** Problem to work on **
Give the data below as a numbered list, leaving out any blank lines.

— start Supplied records —

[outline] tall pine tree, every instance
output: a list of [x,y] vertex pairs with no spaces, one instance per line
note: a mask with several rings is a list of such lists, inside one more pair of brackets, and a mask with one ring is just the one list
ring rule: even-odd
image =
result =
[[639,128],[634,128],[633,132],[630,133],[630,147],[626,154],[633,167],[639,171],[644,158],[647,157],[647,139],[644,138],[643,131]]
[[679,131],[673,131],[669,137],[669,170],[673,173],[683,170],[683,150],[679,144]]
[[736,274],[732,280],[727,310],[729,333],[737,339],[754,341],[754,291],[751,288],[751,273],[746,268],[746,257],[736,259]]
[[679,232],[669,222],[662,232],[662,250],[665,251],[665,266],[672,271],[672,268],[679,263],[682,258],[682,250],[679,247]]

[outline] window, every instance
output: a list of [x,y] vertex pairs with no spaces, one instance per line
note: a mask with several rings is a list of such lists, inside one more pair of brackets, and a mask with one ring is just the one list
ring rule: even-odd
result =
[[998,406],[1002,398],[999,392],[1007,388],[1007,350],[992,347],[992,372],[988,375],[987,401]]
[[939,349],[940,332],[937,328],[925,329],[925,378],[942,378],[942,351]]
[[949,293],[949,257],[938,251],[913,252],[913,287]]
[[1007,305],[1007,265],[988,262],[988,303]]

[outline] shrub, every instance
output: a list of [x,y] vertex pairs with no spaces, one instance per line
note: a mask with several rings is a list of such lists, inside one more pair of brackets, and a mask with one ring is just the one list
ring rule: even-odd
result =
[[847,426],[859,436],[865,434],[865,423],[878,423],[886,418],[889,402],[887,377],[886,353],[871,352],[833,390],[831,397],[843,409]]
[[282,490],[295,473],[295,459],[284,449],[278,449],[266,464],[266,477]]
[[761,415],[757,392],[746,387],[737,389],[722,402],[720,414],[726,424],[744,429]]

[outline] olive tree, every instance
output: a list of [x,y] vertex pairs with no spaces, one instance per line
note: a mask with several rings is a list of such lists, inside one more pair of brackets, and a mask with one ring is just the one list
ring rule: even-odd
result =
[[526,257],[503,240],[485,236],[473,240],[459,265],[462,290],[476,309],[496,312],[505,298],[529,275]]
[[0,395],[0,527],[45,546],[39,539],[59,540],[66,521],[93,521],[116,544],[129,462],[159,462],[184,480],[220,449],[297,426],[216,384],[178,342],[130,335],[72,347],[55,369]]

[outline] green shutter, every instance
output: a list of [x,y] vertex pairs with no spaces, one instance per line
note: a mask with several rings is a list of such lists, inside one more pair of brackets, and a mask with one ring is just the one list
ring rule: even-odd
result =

— end Supplied records —

** Exercise solution **
1. [outline] tall pine tree, every instance
2. output: a list of [x,y] vertex pairs with no spaces, one instance per line
3. note: a mask with several rings is a list of such lists, inside one more pair of brackets, and a mask with one ring is just the one list
4. ring rule: even-odd
5. image =
6. result =
7. [[639,128],[634,128],[633,132],[630,133],[630,147],[626,154],[633,167],[639,171],[644,158],[647,157],[647,139],[644,138],[643,131]]
8. [[679,131],[673,131],[669,137],[669,170],[673,173],[683,170],[683,150],[679,144]]
9. [[736,274],[732,280],[727,310],[729,333],[737,339],[754,341],[754,291],[751,288],[751,273],[746,268],[746,257],[736,259]]
10. [[679,232],[669,222],[662,232],[662,250],[665,251],[665,266],[672,271],[672,268],[679,263],[682,258],[682,250],[679,247]]
11. [outline] window, every instance
12. output: a list of [x,y] vertex pairs with no spaces, one instance per line
13. note: a mask with several rings is a list of such lists, inside one more pair of brackets, and a mask with one ring is just the one list
14. ring rule: even-odd
15. result =
16. [[998,406],[1002,398],[999,392],[1007,388],[1007,350],[992,347],[992,372],[988,375],[987,401]]
17. [[939,349],[940,332],[937,328],[925,329],[925,378],[942,378],[942,351]]
18. [[949,293],[949,257],[938,251],[913,252],[913,287]]
19. [[1007,305],[1007,265],[988,262],[988,303]]
20. [outline] shrub, every instance
21. output: a list of [x,y] vertex pairs with no spaces, one instance per line
22. note: a mask with several rings is a list of such lists, inside one more pair of brackets, and a mask with one ring is just the one list
23. ring rule: even-odd
24. result =
25. [[847,426],[859,436],[865,434],[865,423],[878,423],[886,418],[889,402],[887,377],[886,353],[871,352],[833,390],[831,397],[843,409]]
26. [[282,490],[295,473],[295,459],[284,449],[278,449],[266,464],[266,477]]
27. [[761,415],[757,392],[746,387],[737,389],[722,402],[720,414],[726,424],[744,429]]
28. [outline] olive tree, every instance
29. output: a list of [x,y] vertex pairs with no spaces, one instance per line
30. note: a mask with several rings is a list of such lists, inside one more pair of brackets, and a mask with one ring is just the one list
31. ring rule: even-odd
32. result =
33. [[526,257],[503,240],[485,236],[473,240],[459,265],[462,290],[476,309],[496,312],[505,298],[529,275]]
34. [[0,395],[0,527],[45,546],[39,539],[59,540],[66,521],[93,521],[116,544],[129,462],[159,462],[184,480],[220,449],[297,426],[216,384],[178,342],[130,335],[72,347],[55,369]]
35. [outline] green shutter, every instance
36. output: a list of [x,y] vertex pairs with no spaces, one instance per line
37. note: a mask with several rings is a list of such lists, inside one more pair of brackets, and a mask with one ring is just the one list
38. ring rule: even-odd
39. result =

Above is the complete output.